- EXERCISE DIRECTIONS
Please reproduce the data in full, exactly as it stands.

#### GIVEN ENTRIES ####

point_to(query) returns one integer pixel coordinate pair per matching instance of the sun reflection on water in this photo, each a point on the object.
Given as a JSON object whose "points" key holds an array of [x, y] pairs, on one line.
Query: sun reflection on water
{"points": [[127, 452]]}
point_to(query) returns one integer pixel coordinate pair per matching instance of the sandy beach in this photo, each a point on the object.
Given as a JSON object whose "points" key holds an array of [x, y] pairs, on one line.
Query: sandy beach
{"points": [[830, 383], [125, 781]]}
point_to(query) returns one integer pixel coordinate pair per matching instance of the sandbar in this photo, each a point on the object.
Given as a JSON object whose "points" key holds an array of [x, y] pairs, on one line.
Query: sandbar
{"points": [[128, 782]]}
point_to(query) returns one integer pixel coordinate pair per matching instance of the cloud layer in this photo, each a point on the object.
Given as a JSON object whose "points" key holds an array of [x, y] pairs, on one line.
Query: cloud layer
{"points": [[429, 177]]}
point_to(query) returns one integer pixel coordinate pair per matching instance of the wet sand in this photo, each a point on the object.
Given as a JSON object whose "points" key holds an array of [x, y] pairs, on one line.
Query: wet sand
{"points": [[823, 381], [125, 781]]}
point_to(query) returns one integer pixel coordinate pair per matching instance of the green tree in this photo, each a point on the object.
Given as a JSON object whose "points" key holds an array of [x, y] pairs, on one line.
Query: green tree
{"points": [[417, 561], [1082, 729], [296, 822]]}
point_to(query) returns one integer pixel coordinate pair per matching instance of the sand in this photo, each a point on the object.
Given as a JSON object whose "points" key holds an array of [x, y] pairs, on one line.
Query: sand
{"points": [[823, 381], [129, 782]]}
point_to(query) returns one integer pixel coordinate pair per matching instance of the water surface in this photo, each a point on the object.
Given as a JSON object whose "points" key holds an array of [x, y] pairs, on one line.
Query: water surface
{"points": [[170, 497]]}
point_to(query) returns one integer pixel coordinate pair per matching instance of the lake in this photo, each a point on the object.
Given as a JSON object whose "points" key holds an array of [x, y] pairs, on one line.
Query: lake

####

- OUTPUT
point_to(query) returns one integer pixel coordinate pair per matching instance of the sun reflection on water in this photo, each a point on the object.
Given as a JSON object whose "points" key holds an array of [x, y] pairs, on one line.
Query: sun reflection on water
{"points": [[127, 452]]}
point_to(query) returns one integer pixel coordinate pair per matching instance of the sandy beach in this photo, each a point on the object.
Given as a JSON object whose "points" key holds an array of [x, y] pairs, on one line.
Query: sandy beach
{"points": [[830, 383], [125, 781]]}
point_to(query) returns one integer pixel coordinate pair per matching instance of the sandbar in this photo, each a point on the object.
Given as a JSON object whose "points" key holds an array of [x, y] pairs, on one line.
Query: sandbar
{"points": [[128, 782]]}
point_to(query) returns one integer pixel coordinate pair per matching instance of the cloud layer in this photo, each a point on the object.
Given as a JSON object whose "points" key holds an array of [x, y] pairs, on one line.
Query: cloud layer
{"points": [[429, 177]]}
point_to(query) returns one integer pixel coordinate pair per matching instance of the wet sand in this photo, each a point on the object.
Given as a JSON object whose "points" key holds an array of [x, y] pairs, on one line.
Query: wet sand
{"points": [[823, 381], [125, 781]]}
point_to(query) returns one integer pixel coordinate pair per matching instance of the green tree in this photo, each a point on the object.
Given as a JSON object whose "points" key holds an array of [x, y] pairs, on one line.
Query: green tree
{"points": [[417, 561], [1082, 729], [296, 822]]}
point_to(query) returns one integer pixel coordinate pair per matching instance of the sand in this photo, each a point on the object.
Given as a JSON object whose "points" key holds an array of [x, y] pairs, on one line.
Query: sand
{"points": [[823, 381], [129, 782]]}
point_to(query) returns one integer pixel coordinate pair per matching instance of the water surface in this photo, each a point on the object.
Given as a JSON object whose "points" key holds an array of [x, y] pairs, on one line.
Query: water surface
{"points": [[170, 497]]}
point_to(query) returns one integer pixel coordinate pair per matching instance of the lake in this photo, each a point on the object.
Given as a JSON object whose "points" key holds an array of [x, y] pairs, on one line.
Query: lake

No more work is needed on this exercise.